== RECORDS SUPPLIED
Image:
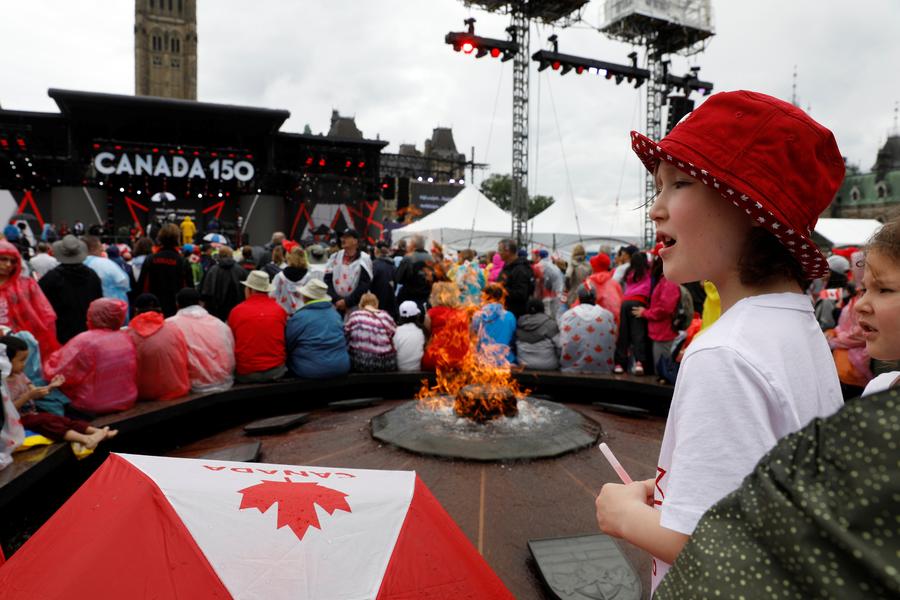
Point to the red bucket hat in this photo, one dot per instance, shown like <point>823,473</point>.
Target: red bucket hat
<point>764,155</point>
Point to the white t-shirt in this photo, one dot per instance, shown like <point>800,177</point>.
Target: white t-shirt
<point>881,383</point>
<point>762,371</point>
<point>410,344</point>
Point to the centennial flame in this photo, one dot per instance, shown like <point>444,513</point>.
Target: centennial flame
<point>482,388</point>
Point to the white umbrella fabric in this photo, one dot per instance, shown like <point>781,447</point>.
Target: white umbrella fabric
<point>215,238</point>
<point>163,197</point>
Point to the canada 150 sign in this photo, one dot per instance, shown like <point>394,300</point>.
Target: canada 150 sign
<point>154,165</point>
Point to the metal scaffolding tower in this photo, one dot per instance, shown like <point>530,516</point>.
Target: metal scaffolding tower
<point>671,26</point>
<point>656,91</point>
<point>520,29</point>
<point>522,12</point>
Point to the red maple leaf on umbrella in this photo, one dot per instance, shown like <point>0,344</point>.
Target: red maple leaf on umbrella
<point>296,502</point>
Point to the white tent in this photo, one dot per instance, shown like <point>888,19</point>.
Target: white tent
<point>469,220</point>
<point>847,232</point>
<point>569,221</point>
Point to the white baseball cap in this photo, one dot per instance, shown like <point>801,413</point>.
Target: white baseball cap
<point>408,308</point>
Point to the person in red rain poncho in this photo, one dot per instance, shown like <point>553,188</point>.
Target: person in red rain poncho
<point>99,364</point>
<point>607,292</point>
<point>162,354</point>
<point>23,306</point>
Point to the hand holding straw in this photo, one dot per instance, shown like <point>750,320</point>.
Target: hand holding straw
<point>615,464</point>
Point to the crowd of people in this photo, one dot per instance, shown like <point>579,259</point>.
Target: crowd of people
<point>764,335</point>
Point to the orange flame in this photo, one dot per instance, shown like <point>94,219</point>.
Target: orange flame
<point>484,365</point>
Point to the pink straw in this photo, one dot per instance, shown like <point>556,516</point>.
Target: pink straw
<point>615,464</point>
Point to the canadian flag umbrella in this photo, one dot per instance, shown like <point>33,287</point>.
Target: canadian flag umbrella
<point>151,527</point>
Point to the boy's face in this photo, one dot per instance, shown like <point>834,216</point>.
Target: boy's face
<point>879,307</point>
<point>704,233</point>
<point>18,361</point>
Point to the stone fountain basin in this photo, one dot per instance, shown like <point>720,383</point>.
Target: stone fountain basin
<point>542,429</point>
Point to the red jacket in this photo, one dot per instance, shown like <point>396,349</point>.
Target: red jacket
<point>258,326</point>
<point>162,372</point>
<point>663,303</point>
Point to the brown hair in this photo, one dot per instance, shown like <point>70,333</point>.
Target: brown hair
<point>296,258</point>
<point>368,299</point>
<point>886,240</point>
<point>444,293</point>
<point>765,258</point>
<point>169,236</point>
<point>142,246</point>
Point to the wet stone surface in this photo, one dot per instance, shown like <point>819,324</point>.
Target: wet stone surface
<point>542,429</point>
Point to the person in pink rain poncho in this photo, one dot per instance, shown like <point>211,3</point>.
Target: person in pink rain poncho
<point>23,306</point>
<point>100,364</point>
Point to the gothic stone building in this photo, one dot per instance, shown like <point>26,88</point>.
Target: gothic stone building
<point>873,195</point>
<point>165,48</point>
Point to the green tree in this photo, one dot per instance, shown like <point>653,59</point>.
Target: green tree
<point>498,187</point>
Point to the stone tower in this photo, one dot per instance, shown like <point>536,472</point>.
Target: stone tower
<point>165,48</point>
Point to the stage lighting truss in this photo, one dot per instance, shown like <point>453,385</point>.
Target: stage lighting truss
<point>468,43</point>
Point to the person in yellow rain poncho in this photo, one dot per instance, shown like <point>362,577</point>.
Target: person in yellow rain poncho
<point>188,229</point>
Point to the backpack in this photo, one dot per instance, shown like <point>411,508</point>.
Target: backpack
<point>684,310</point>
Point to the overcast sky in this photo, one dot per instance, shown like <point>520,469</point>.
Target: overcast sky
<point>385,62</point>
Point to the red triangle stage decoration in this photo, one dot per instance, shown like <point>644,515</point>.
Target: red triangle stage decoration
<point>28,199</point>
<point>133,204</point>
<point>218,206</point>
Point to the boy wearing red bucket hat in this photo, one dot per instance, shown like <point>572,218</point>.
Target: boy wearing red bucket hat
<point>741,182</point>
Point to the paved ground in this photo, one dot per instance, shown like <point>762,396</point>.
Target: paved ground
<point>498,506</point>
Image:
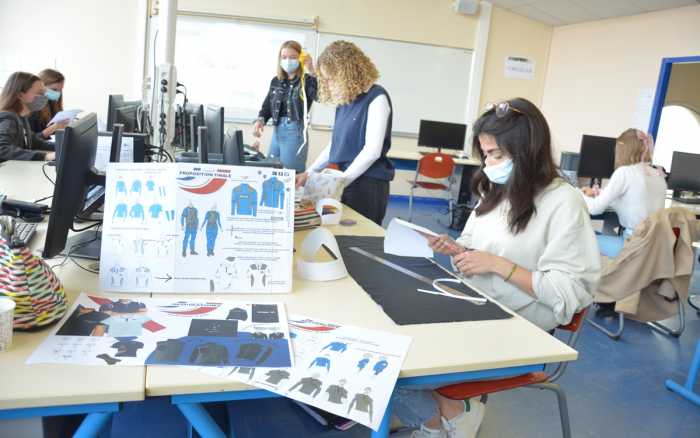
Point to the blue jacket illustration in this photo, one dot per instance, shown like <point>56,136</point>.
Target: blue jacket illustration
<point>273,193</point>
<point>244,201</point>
====
== RECORDS SUPPLIED
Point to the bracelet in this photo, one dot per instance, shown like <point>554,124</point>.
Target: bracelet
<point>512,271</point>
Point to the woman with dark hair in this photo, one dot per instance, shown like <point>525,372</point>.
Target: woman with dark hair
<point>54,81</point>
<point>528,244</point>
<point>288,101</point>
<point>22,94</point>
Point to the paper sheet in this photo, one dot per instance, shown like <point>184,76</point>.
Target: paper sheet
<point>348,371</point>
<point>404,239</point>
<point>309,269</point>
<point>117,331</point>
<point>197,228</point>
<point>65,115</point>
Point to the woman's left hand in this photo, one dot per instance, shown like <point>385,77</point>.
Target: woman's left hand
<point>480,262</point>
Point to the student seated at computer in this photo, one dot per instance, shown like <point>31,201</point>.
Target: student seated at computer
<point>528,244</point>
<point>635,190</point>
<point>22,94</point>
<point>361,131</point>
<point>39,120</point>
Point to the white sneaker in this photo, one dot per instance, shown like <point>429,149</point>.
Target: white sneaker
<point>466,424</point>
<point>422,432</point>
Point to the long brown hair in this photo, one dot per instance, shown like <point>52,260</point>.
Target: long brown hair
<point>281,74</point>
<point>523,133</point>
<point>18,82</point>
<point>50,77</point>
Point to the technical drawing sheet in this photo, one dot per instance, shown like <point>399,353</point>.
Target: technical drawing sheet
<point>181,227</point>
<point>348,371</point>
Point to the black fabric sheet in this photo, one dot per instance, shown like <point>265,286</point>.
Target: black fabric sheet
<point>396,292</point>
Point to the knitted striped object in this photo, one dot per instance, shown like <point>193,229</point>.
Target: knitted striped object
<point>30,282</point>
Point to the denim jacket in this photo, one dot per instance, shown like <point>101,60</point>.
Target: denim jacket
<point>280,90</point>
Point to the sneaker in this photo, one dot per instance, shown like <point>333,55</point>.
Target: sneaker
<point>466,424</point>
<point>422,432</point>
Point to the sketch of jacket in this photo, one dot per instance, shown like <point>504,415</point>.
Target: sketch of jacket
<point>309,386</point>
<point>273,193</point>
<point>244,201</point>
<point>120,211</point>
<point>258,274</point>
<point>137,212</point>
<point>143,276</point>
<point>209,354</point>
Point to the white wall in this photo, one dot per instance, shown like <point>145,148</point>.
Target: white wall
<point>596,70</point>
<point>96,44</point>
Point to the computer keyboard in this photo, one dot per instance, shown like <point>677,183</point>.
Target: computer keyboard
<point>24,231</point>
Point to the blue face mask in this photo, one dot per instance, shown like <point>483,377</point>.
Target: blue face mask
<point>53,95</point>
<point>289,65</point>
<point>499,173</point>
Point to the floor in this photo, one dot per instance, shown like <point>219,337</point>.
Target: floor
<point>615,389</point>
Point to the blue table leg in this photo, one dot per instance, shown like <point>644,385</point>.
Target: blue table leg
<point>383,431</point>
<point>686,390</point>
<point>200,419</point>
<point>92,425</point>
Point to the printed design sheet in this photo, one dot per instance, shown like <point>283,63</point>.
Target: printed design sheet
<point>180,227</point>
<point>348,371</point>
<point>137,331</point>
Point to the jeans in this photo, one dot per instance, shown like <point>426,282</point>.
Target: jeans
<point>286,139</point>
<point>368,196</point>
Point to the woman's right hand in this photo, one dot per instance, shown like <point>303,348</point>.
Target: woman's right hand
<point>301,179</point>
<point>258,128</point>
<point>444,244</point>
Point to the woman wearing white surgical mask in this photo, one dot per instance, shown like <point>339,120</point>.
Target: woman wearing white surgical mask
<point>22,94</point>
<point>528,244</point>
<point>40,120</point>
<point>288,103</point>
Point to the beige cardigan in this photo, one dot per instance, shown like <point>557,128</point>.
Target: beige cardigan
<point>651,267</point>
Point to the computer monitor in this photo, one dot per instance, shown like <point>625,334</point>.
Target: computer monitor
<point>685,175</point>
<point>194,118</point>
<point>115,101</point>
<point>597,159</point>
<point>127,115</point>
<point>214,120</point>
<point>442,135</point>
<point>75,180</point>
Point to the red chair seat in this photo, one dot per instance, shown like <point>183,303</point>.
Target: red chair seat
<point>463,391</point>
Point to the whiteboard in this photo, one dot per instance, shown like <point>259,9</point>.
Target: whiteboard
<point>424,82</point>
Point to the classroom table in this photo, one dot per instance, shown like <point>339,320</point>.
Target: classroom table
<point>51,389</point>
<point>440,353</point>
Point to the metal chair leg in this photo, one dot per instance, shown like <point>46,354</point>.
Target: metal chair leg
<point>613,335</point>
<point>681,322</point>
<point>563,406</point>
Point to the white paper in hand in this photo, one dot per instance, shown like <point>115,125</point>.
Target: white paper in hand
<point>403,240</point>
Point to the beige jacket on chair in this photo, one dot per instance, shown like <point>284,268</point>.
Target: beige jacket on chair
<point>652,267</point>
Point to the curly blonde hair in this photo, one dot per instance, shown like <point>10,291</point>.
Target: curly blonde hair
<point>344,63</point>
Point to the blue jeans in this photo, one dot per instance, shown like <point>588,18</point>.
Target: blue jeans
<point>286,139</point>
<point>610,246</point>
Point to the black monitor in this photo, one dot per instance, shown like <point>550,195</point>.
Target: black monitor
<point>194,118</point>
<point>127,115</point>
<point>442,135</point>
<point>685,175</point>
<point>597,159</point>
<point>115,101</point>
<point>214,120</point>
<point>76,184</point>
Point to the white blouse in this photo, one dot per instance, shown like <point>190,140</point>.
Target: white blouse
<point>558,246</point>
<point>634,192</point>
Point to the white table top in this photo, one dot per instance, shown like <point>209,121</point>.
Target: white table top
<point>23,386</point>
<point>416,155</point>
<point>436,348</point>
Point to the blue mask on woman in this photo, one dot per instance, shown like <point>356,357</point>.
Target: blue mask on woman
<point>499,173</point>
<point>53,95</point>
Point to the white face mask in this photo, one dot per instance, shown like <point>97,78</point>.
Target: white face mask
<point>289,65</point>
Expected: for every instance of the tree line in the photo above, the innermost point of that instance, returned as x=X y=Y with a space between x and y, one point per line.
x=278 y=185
====
* [WHAT THIS TASK INVOLVES]: Filter the entries above, copying every line that contains the string "fabric".

* [FULL OUTPUT]:
Point to the white umbrella fabric in this photo, one dot per instance, shown like <point>781,447</point>.
Target: white umbrella fabric
Point to the black fabric sheet in this photo, one dot per instance, shown like <point>265,286</point>.
Target: black fabric sheet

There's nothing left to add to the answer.